* _Provided text_:
BEGIN

Growing food on Mars:
what experiments reveal about agricultural feasibility
Growing Food on Mars: What experiments reveal about agricultural feasibility
Growing food on Mars is not simply a technical challenge, but an experimental one. Assessing agricultural feasibility depends on carefully testing how crops respond to Mars‑relevant soils, water, and cultivation systems under controlled conditions.
A series of studies published in PLOS One illustrate how experimental approaches to growing crops on Mars‑relevant substrates have evolved — from establishing whether plants can grow at all, to examining how cultivation systems might be managed under controlled conditions.
A study published in PLOS One in 2014, Can Plants Grow on Mars and the Moon: A Growth Experiment on Mars and Moon Soil Simulants, showed that a range of crop species, including tomatoes, rye, and cress, could germinate and grow in commercially available Mars and Moon soil simulants under Earth conditions. The study demonstrated that plants could establish roots and develop early biomass despite the low fertility and alkaline nature of the substrates, providing an experimental baseline for assessing agricultural feasibility in Mars‑like soils.
What Mars regolith can tell us about plant growth
Can plants grow in Mars-relevant regolith soil at all? Addressing this question requires working with soil simulants that reflect the mineral composition of Mars, while accounting for the absence of organic matter and stable microbial communities.
In ‘Can Plants Grow on Mars and the Moon’, researchers provided experimental evidence that Mars‑relevant regolith simulants are not intrinsically incompatible with plant growth. Rather than demonstrating productivity, the work established a baseline: plant growth is possible in Mars‑like soils under controlled inputs, even in the absence of organic matter or established microbial communities.

END

* _Stored rows_:
BEGIN

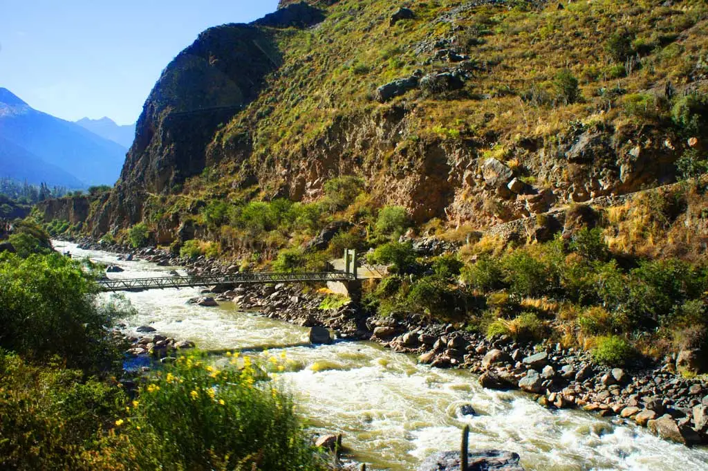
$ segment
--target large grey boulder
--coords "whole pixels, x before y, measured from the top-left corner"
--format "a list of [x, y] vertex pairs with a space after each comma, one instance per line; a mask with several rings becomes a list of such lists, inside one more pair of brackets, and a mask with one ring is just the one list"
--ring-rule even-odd
[[332, 337], [329, 334], [329, 330], [324, 327], [316, 326], [310, 328], [309, 341], [310, 344], [329, 344], [332, 343]]
[[[500, 450], [472, 450], [467, 453], [468, 471], [524, 471], [519, 455]], [[457, 471], [459, 453], [443, 451], [428, 456], [418, 471]]]
[[527, 392], [540, 394], [543, 390], [543, 378], [535, 370], [529, 370], [519, 381], [519, 387]]
[[416, 76], [411, 76], [407, 79], [399, 79], [392, 82], [382, 85], [376, 89], [376, 99], [379, 103], [385, 103], [396, 96], [404, 94], [409, 90], [417, 89], [420, 79]]
[[493, 187], [506, 186], [513, 176], [511, 169], [493, 157], [482, 164], [482, 177], [484, 181]]
[[513, 361], [511, 356], [505, 351], [494, 348], [490, 350], [482, 358], [482, 366], [488, 368], [497, 363], [510, 363]]

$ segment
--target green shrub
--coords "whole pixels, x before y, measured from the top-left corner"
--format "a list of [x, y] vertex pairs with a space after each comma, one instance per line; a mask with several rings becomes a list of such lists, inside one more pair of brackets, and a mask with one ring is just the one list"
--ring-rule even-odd
[[301, 249], [281, 250], [273, 263], [275, 271], [295, 271], [305, 266], [307, 259]]
[[324, 470], [290, 395], [250, 358], [223, 370], [205, 360], [181, 357], [141, 388], [117, 460], [144, 471]]
[[567, 69], [558, 72], [553, 79], [553, 86], [559, 98], [566, 105], [576, 103], [580, 98], [578, 84], [578, 79]]
[[180, 249], [179, 255], [181, 257], [191, 259], [194, 260], [204, 255], [204, 250], [202, 249], [201, 243], [195, 239], [188, 240]]
[[462, 280], [482, 293], [498, 290], [503, 285], [503, 272], [498, 259], [481, 257], [462, 269]]
[[369, 255], [369, 263], [392, 265], [394, 273], [407, 273], [417, 266], [411, 242], [388, 242], [379, 246]]
[[150, 232], [144, 222], [139, 222], [128, 229], [128, 241], [134, 249], [144, 247], [149, 242]]
[[120, 358], [107, 331], [124, 307], [97, 306], [93, 276], [59, 255], [0, 255], [0, 348], [59, 355], [69, 368], [105, 369]]
[[501, 264], [504, 281], [513, 293], [533, 297], [552, 293], [555, 288], [553, 267], [525, 250], [517, 250], [505, 256]]
[[608, 366], [623, 366], [634, 356], [636, 351], [624, 338], [611, 335], [598, 339], [592, 350], [595, 361]]
[[401, 234], [411, 225], [408, 212], [402, 206], [385, 206], [379, 212], [376, 232], [385, 235]]
[[628, 33], [615, 33], [605, 41], [605, 50], [615, 62], [624, 62], [634, 53], [632, 42], [632, 38]]

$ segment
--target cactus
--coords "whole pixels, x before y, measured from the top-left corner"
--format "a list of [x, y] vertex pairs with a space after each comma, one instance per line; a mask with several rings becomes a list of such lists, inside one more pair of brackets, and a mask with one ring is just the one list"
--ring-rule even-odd
[[459, 470], [467, 471], [467, 446], [469, 442], [469, 426], [462, 429], [462, 446], [459, 450]]

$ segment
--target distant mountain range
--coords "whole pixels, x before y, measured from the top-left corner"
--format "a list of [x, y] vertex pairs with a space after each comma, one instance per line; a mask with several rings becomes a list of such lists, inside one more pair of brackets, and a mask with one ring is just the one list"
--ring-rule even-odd
[[84, 127], [93, 134], [105, 137], [114, 142], [118, 142], [126, 149], [132, 145], [135, 138], [135, 123], [120, 126], [110, 118], [103, 117], [100, 120], [92, 120], [84, 118], [76, 122], [77, 125]]
[[70, 188], [113, 185], [127, 151], [0, 88], [0, 176]]

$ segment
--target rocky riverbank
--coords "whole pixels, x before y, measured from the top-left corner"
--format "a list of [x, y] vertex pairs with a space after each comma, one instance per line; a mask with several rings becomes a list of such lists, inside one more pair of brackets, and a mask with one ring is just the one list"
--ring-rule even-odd
[[[130, 253], [164, 266], [183, 266], [194, 274], [237, 270], [205, 259], [185, 260], [155, 249], [130, 252], [94, 243], [80, 246]], [[278, 284], [219, 286], [208, 291], [215, 295], [195, 301], [202, 305], [232, 301], [270, 318], [325, 327], [338, 338], [377, 341], [396, 351], [417, 355], [419, 361], [433, 367], [467, 368], [479, 375], [484, 387], [521, 390], [545, 407], [583, 408], [618, 422], [632, 421], [678, 443], [708, 443], [708, 382], [678, 375], [676, 363], [681, 358], [667, 358], [660, 364], [627, 370], [610, 368], [593, 362], [586, 352], [559, 344], [518, 342], [507, 336], [490, 339], [452, 324], [430, 324], [416, 315], [405, 319], [370, 318], [352, 304], [322, 310], [323, 295], [309, 288]]]

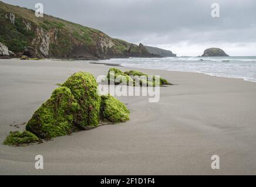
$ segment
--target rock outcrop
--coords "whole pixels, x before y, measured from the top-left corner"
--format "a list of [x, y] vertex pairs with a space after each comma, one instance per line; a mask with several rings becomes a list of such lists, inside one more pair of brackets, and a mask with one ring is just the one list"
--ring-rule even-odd
[[130, 111], [126, 106], [113, 96], [101, 96], [100, 118], [114, 123], [124, 122], [129, 120]]
[[119, 85], [126, 84], [130, 86], [156, 86], [165, 85], [172, 85], [167, 80], [160, 77], [159, 81], [156, 79], [156, 77], [144, 74], [139, 71], [130, 70], [124, 72], [121, 70], [111, 68], [107, 75], [109, 84]]
[[9, 51], [7, 46], [0, 42], [0, 58], [8, 59], [15, 56], [14, 52]]
[[228, 55], [220, 48], [208, 48], [204, 50], [202, 57], [228, 57]]
[[[113, 39], [100, 30], [45, 14], [43, 19], [38, 18], [31, 10], [1, 1], [0, 25], [0, 41], [18, 57], [22, 54], [29, 58], [82, 60], [160, 57], [142, 44]], [[33, 49], [31, 57], [28, 47]]]
[[176, 54], [173, 54], [173, 52], [169, 50], [150, 46], [145, 46], [144, 47], [149, 53], [156, 55], [158, 55], [163, 57], [176, 57]]
[[129, 120], [126, 106], [110, 95], [100, 96], [93, 75], [79, 72], [56, 88], [37, 109], [23, 131], [10, 132], [4, 144], [19, 146], [50, 140], [97, 127], [100, 120], [112, 123]]

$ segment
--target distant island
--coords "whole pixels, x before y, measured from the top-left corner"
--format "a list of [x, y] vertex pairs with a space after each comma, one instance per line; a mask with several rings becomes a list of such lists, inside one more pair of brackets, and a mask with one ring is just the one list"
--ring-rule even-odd
[[99, 30], [45, 14], [36, 18], [33, 10], [2, 1], [0, 23], [2, 58], [99, 60], [163, 57], [172, 54], [161, 49], [151, 53], [151, 49], [149, 51], [142, 44], [114, 39]]
[[212, 47], [206, 49], [201, 57], [229, 57], [229, 56], [220, 48]]

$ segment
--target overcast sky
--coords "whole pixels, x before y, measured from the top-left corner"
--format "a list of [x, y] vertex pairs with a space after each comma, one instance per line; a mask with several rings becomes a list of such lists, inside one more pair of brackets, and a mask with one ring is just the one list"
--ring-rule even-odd
[[[199, 56], [223, 49], [230, 56], [256, 56], [255, 0], [4, 0], [97, 29], [129, 42]], [[212, 18], [211, 4], [220, 5]]]

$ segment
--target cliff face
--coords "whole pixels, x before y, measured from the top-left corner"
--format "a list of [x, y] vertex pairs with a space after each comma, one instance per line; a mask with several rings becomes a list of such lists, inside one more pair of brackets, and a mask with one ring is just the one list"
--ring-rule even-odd
[[164, 57], [176, 57], [176, 54], [173, 54], [173, 52], [169, 50], [166, 50], [163, 49], [160, 49], [158, 47], [154, 47], [150, 46], [146, 46], [147, 50], [152, 54]]
[[208, 48], [204, 50], [202, 57], [229, 57], [220, 48]]
[[159, 57], [143, 45], [113, 39], [100, 30], [45, 14], [36, 18], [32, 10], [1, 1], [0, 42], [16, 57], [31, 53], [31, 57], [39, 58]]

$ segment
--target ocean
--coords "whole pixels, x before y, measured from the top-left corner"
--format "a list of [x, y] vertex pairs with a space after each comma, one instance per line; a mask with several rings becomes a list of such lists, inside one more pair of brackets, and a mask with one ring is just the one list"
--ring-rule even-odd
[[256, 57], [113, 58], [102, 63], [129, 67], [200, 72], [256, 82]]

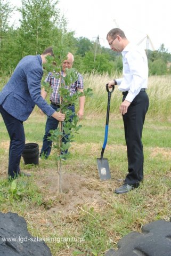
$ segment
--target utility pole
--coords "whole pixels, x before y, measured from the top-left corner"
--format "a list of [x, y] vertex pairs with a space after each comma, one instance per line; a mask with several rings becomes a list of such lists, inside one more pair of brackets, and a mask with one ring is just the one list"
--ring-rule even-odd
[[93, 38], [95, 38], [95, 53], [94, 53], [94, 62], [95, 61], [96, 57], [96, 54], [97, 54], [97, 46], [99, 46], [99, 52], [100, 53], [100, 39], [103, 39], [103, 38], [99, 38], [99, 35], [97, 36], [97, 37], [93, 37]]

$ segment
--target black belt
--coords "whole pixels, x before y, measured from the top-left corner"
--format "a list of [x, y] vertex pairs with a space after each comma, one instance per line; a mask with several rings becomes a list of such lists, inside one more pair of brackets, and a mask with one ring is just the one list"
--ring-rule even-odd
[[[140, 90], [140, 91], [144, 91], [145, 92], [145, 89], [144, 88], [142, 88], [142, 89]], [[126, 95], [128, 93], [128, 91], [127, 91], [126, 92], [123, 92], [123, 95]]]
[[53, 106], [55, 106], [55, 107], [60, 107], [60, 104], [55, 104], [55, 103], [52, 102], [52, 101], [51, 102], [51, 104], [52, 104], [52, 105], [53, 105]]
[[[60, 107], [60, 104], [56, 104], [55, 103], [52, 102], [52, 101], [51, 101], [51, 104], [52, 104], [52, 105], [53, 106], [55, 106], [55, 107]], [[74, 106], [74, 104], [68, 104], [68, 107], [70, 107], [70, 106]]]

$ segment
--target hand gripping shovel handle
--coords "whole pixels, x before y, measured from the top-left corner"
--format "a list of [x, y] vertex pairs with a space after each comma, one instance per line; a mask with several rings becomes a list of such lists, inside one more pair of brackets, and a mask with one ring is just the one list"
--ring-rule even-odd
[[107, 91], [108, 93], [108, 100], [107, 119], [106, 119], [105, 127], [104, 140], [103, 145], [102, 151], [101, 151], [101, 157], [100, 157], [100, 158], [101, 159], [103, 159], [104, 149], [105, 149], [106, 145], [107, 143], [108, 135], [108, 125], [109, 125], [109, 112], [110, 112], [110, 98], [111, 98], [111, 94], [114, 91], [115, 85], [112, 85], [112, 88], [111, 91], [109, 91], [109, 90], [108, 84], [107, 84], [106, 85], [105, 87], [106, 87]]

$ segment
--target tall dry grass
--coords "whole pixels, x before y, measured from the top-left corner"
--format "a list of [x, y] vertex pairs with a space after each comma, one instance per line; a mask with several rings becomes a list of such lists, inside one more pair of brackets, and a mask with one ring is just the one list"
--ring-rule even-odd
[[[95, 72], [83, 75], [85, 89], [93, 89], [93, 95], [86, 99], [85, 107], [86, 115], [99, 115], [107, 110], [108, 93], [105, 85], [108, 81], [115, 78], [121, 77], [121, 74], [99, 75]], [[7, 82], [10, 76], [0, 77], [0, 90]], [[157, 120], [171, 120], [171, 75], [152, 76], [149, 78], [147, 93], [149, 97], [150, 106], [147, 116]], [[122, 100], [122, 94], [115, 86], [112, 94], [110, 113], [119, 115], [119, 107]], [[35, 111], [38, 111], [36, 107]]]
[[[109, 76], [108, 74], [101, 75], [95, 73], [84, 75], [85, 87], [92, 89], [93, 92], [93, 97], [87, 98], [86, 100], [85, 111], [87, 114], [98, 114], [106, 111], [108, 93], [105, 84], [109, 80], [120, 77], [121, 74], [114, 74]], [[146, 92], [150, 100], [148, 116], [158, 120], [170, 121], [171, 76], [150, 77]], [[111, 113], [119, 114], [122, 96], [116, 85], [111, 99]]]

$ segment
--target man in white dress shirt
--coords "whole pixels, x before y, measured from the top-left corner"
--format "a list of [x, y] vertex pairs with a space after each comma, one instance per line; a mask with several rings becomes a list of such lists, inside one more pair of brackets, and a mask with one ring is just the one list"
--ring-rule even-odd
[[127, 149], [128, 173], [124, 183], [115, 189], [117, 194], [128, 192], [139, 186], [143, 179], [143, 149], [141, 141], [143, 126], [149, 101], [148, 66], [145, 52], [129, 43], [124, 32], [113, 28], [107, 37], [111, 50], [123, 55], [123, 77], [108, 82], [109, 87], [118, 85], [123, 94], [119, 107], [123, 115]]

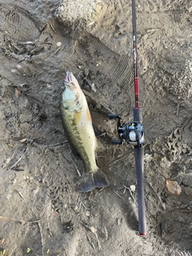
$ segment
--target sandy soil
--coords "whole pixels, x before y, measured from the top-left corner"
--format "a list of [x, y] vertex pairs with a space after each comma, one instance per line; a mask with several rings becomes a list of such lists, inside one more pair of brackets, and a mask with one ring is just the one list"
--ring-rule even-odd
[[[192, 255], [192, 4], [138, 0], [148, 234], [138, 233], [133, 148], [110, 112], [132, 120], [130, 1], [1, 1], [0, 251], [5, 255]], [[86, 6], [86, 7], [85, 7]], [[78, 78], [110, 186], [76, 192], [59, 104]], [[180, 194], [170, 193], [176, 181]], [[133, 194], [137, 200], [137, 193]]]

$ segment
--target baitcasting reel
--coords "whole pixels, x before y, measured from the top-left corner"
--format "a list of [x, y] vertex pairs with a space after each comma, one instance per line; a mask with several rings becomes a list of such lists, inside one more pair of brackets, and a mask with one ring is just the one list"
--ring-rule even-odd
[[122, 144], [123, 139], [125, 139], [127, 143], [133, 146], [142, 145], [144, 142], [145, 129], [140, 122], [134, 121], [121, 125], [120, 115], [116, 114], [109, 114], [108, 117], [110, 119], [118, 119], [118, 133], [121, 140], [113, 140], [113, 144]]

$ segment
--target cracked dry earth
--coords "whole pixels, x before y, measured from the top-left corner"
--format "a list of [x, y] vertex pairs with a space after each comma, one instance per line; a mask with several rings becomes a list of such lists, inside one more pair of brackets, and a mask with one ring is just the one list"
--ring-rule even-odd
[[[148, 232], [138, 233], [130, 1], [0, 2], [0, 252], [4, 255], [192, 255], [192, 4], [136, 1]], [[110, 186], [75, 190], [59, 104], [70, 69], [86, 96]], [[168, 181], [181, 193], [170, 192]], [[172, 183], [171, 183], [172, 184]]]

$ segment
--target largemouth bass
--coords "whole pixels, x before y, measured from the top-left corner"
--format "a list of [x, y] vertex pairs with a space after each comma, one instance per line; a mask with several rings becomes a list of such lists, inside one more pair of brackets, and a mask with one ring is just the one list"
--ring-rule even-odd
[[67, 138], [80, 155], [85, 166], [78, 190], [88, 192], [109, 186], [109, 181], [95, 160], [97, 138], [86, 99], [77, 79], [66, 71], [65, 90], [62, 95], [61, 114]]

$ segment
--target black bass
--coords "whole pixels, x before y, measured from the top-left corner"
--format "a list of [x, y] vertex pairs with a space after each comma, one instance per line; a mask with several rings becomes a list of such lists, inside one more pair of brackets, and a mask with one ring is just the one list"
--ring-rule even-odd
[[83, 161], [86, 173], [78, 190], [88, 192], [109, 186], [109, 181], [95, 161], [97, 138], [86, 99], [77, 79], [66, 71], [65, 90], [62, 95], [61, 114], [67, 138]]

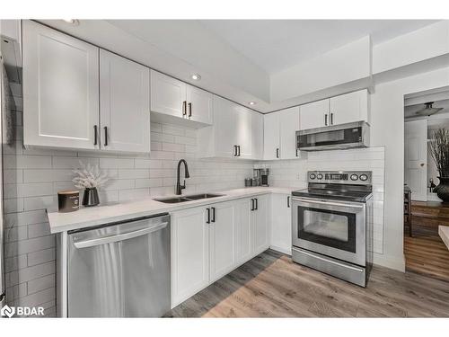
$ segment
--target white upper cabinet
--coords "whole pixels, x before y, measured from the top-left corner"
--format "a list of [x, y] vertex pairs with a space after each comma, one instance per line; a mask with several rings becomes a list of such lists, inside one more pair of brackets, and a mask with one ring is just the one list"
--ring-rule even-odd
[[279, 111], [263, 116], [263, 159], [279, 158]]
[[301, 105], [301, 129], [315, 129], [329, 124], [327, 114], [329, 113], [329, 100], [313, 102], [313, 103]]
[[368, 98], [368, 91], [365, 89], [301, 105], [301, 129], [360, 120], [369, 123]]
[[233, 113], [234, 128], [236, 129], [235, 144], [237, 146], [237, 156], [243, 159], [252, 159], [251, 111], [233, 103]]
[[101, 147], [150, 152], [150, 69], [100, 50], [100, 100]]
[[214, 95], [214, 125], [198, 130], [198, 156], [260, 159], [262, 127], [254, 113]]
[[187, 114], [186, 84], [151, 71], [151, 111], [184, 118]]
[[151, 71], [151, 111], [161, 121], [194, 127], [211, 125], [213, 94], [173, 77]]
[[331, 125], [368, 120], [368, 93], [361, 90], [330, 99]]
[[99, 49], [31, 21], [22, 48], [24, 145], [99, 148]]
[[294, 159], [296, 151], [296, 131], [300, 129], [299, 107], [293, 107], [264, 116], [265, 160]]
[[187, 118], [212, 125], [214, 120], [214, 95], [207, 91], [187, 84]]
[[251, 147], [252, 159], [260, 160], [263, 158], [263, 115], [251, 111]]
[[283, 110], [279, 114], [280, 157], [295, 159], [299, 157], [296, 151], [296, 131], [299, 130], [299, 107]]

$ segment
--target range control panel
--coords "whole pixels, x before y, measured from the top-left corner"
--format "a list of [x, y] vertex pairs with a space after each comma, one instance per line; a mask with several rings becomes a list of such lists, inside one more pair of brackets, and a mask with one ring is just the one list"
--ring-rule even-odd
[[371, 185], [371, 171], [309, 171], [309, 182]]

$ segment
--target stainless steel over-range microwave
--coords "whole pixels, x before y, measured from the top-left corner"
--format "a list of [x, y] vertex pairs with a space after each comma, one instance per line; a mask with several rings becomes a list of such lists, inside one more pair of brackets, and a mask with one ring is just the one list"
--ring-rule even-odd
[[296, 131], [301, 151], [341, 150], [369, 146], [369, 125], [365, 121]]

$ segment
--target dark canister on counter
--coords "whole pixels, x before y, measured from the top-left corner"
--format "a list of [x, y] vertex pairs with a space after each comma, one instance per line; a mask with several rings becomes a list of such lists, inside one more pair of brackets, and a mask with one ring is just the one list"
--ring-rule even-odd
[[80, 192], [78, 191], [59, 191], [57, 192], [58, 211], [74, 212], [80, 208]]

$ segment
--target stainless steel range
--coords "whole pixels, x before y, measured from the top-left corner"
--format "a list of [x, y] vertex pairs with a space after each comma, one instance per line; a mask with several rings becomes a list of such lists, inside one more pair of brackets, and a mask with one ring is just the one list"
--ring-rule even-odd
[[294, 262], [365, 287], [373, 261], [371, 172], [307, 173], [292, 192]]

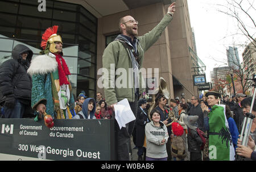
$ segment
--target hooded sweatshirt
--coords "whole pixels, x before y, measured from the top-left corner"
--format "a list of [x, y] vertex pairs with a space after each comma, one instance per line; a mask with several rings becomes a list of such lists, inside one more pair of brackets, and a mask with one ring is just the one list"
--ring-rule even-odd
[[[90, 99], [92, 99], [93, 100], [94, 106], [92, 111], [90, 112], [90, 114], [89, 114], [88, 115], [88, 104], [89, 101], [90, 101]], [[95, 110], [96, 109], [95, 106], [96, 104], [96, 102], [95, 102], [94, 99], [93, 98], [86, 99], [84, 100], [84, 103], [82, 103], [82, 111], [79, 112], [77, 115], [73, 117], [73, 119], [96, 119], [94, 115]], [[81, 118], [79, 114], [81, 115], [83, 118]]]
[[[26, 60], [22, 54], [27, 52]], [[33, 56], [32, 51], [27, 47], [18, 44], [12, 51], [13, 59], [5, 61], [0, 66], [0, 102], [6, 97], [19, 99], [24, 104], [28, 104], [31, 98], [32, 82], [27, 74]]]
[[[146, 156], [153, 158], [163, 158], [168, 157], [166, 151], [166, 143], [169, 135], [167, 128], [163, 122], [159, 121], [160, 127], [155, 127], [153, 121], [147, 123], [145, 134], [147, 144]], [[161, 141], [166, 139], [166, 144], [161, 145]]]

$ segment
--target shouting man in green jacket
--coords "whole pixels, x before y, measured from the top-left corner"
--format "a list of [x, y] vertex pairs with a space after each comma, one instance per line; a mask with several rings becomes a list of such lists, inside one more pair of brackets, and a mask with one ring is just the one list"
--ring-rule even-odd
[[[102, 57], [102, 68], [108, 71], [108, 74], [104, 73], [102, 76], [105, 96], [108, 104], [113, 108], [118, 102], [127, 98], [133, 114], [136, 115], [138, 100], [145, 87], [143, 86], [143, 79], [139, 72], [144, 52], [159, 39], [171, 22], [175, 11], [175, 3], [169, 6], [167, 14], [160, 23], [142, 36], [136, 37], [138, 22], [133, 17], [127, 15], [120, 19], [119, 28], [121, 34], [108, 45]], [[124, 73], [126, 74], [125, 79]], [[118, 81], [122, 82], [117, 85]], [[118, 160], [129, 160], [130, 136], [135, 121], [133, 121], [119, 129], [116, 123]]]

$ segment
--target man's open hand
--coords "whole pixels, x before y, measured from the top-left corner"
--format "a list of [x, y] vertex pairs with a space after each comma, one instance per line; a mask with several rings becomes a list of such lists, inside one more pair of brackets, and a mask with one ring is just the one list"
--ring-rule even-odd
[[176, 8], [175, 8], [176, 6], [175, 6], [175, 3], [176, 2], [174, 2], [174, 3], [171, 4], [171, 5], [168, 8], [168, 12], [171, 12], [172, 15], [174, 14], [174, 12], [176, 11]]

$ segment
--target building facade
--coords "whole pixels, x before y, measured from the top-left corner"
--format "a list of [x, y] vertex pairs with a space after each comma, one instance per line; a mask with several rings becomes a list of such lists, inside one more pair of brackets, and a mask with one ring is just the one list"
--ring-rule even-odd
[[229, 49], [226, 50], [226, 56], [229, 66], [238, 70], [240, 65], [240, 60], [239, 60], [237, 48], [229, 47]]
[[[11, 50], [18, 44], [29, 47], [34, 56], [39, 54], [42, 35], [46, 28], [59, 26], [63, 52], [72, 75], [74, 95], [81, 91], [96, 98], [97, 71], [102, 68], [103, 52], [119, 34], [119, 19], [130, 15], [139, 21], [138, 33], [152, 29], [167, 12], [167, 0], [30, 0], [0, 1], [0, 62], [11, 58]], [[167, 81], [171, 98], [190, 98], [198, 95], [193, 85], [192, 68], [195, 51], [187, 0], [176, 1], [176, 11], [171, 23], [145, 53], [143, 67], [159, 69], [159, 77]], [[45, 5], [46, 11], [39, 7]], [[153, 72], [154, 73], [154, 72]], [[155, 78], [147, 73], [144, 77]], [[150, 76], [150, 77], [148, 77]]]
[[[248, 73], [250, 78], [251, 78], [256, 74], [256, 47], [251, 43], [250, 43], [243, 51], [242, 56], [243, 65], [245, 65], [243, 68], [245, 72]], [[254, 90], [254, 88], [252, 86], [253, 83], [253, 81], [248, 81], [248, 91], [251, 95], [253, 95]]]
[[232, 72], [232, 69], [229, 66], [219, 67], [213, 68], [213, 70], [210, 72], [211, 82], [213, 84], [213, 87], [216, 87], [218, 85], [218, 90], [221, 92], [222, 95], [230, 94], [230, 87], [229, 85], [229, 90], [228, 86], [226, 85], [227, 75], [230, 75]]

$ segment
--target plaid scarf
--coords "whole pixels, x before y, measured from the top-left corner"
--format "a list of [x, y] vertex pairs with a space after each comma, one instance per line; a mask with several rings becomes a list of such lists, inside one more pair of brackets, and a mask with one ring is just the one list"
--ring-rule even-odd
[[[56, 61], [58, 64], [58, 73], [59, 73], [59, 79], [60, 81], [60, 86], [63, 85], [68, 85], [69, 82], [68, 81], [67, 75], [70, 75], [69, 70], [68, 69], [68, 66], [67, 65], [65, 60], [62, 57], [60, 54], [55, 54], [56, 56]], [[61, 60], [61, 62], [60, 61]], [[62, 63], [62, 66], [61, 66]]]

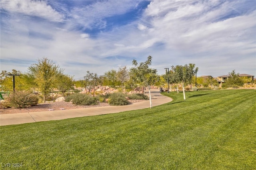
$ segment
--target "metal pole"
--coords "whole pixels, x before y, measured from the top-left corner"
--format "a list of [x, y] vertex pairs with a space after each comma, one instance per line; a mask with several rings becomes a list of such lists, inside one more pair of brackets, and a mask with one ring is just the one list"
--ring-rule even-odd
[[12, 75], [12, 80], [13, 80], [13, 91], [15, 91], [15, 76], [13, 74]]
[[169, 68], [164, 68], [168, 70], [168, 77], [167, 77], [167, 83], [168, 83], [168, 87], [167, 88], [167, 93], [169, 93]]
[[13, 82], [13, 91], [15, 91], [15, 76], [20, 76], [20, 74], [6, 74], [6, 76], [12, 76], [12, 81]]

END

* _Directions_:
• A. From the Mars farming text, repeat the part from "A study published" to "in Mars‑like soils." word for word.
• B. Pick up the text on growing food on Mars after its last sentence and keep writing.
The entries have nothing to do with what follows.

* _Replies_:
• A.
A study published in PLOS One in 2014, Can Plants Grow on Mars and the Moon: A Growth Experiment on Mars and Moon Soil Simulants, showed that a range of crop species, including tomatoes, rye, and cress, could germinate and grow in commercially available Mars and Moon soil simulants under Earth conditions. The study demonstrated that plants could establish roots and develop early biomass despite the low fertility and alkaline nature of the substrates, providing an experimental baseline for assessing agricultural feasibility in Mars‑like soils.

• B.
Subsequent studies, published in PLOS One, built on this foundation by moving beyond initial compatibility. Published in 2022, Farming on Mars: Treatment of basaltic regolith soil and briny water simulants sustains plant growth, showed that short‑term growth could be sustained only when regolith simulants were deliberately conditioned, combining nutrient amendments with briny water treated to represent the desalination of the high-salinity Martian water sources. A study published in 2024, Intercropping on Mars: A promising system to optimise fresh food production in future Martian colonies, further explored system design, demonstrating that intercropping legumes and grains could improve resource efficiency and enhance substrate performance. Together, these experiments reflect a progression from testing basic compatibility to examining how cultivation systems might be managed.
Inputs, constraints, and experimental feasibility
As experimental work has developed, attention has shifted from whether plants can grow to how key inputs influence feasibility. Viewed across these experiments, water chemistry and nutrient availability emerge as interacting constraints that must be actively managed.
Early experiments treated water quality and nutrient supply largely as background conditions in order to isolate plant–substrate compatibility. In ‘Farming on Mars’, the study showed that algae‑based treatment can reduce salinity to usable levels and that remaining salt stress can be partially mitigated through substrate amendments and crop selection. In parallel, ‘Intercropping on Mars’ showed that short‑term growth can be improved by conditioning both substrate and cropping systems.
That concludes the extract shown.